What is needed.
Copy out the following material word for word, keeping every line as it appears.

Records supplied.
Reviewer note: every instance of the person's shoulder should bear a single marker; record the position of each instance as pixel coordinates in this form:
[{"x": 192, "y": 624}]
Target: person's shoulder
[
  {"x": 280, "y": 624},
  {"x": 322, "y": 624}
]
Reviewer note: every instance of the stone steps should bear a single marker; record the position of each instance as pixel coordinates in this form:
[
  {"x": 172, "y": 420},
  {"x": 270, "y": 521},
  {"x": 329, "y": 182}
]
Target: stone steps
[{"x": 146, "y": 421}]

Result below.
Reviewer note: every instance of the person's shoulder should bear a single marker; record the position of each instance as pixel coordinates in this form:
[{"x": 192, "y": 624}]
Target: person's shoulder
[
  {"x": 280, "y": 624},
  {"x": 322, "y": 624}
]
Reviewer note: every instance of the stone steps should bear a single marker; record the position of each instance as pixel coordinates in this form:
[
  {"x": 172, "y": 420},
  {"x": 270, "y": 521},
  {"x": 329, "y": 182}
]
Target: stone steps
[{"x": 146, "y": 421}]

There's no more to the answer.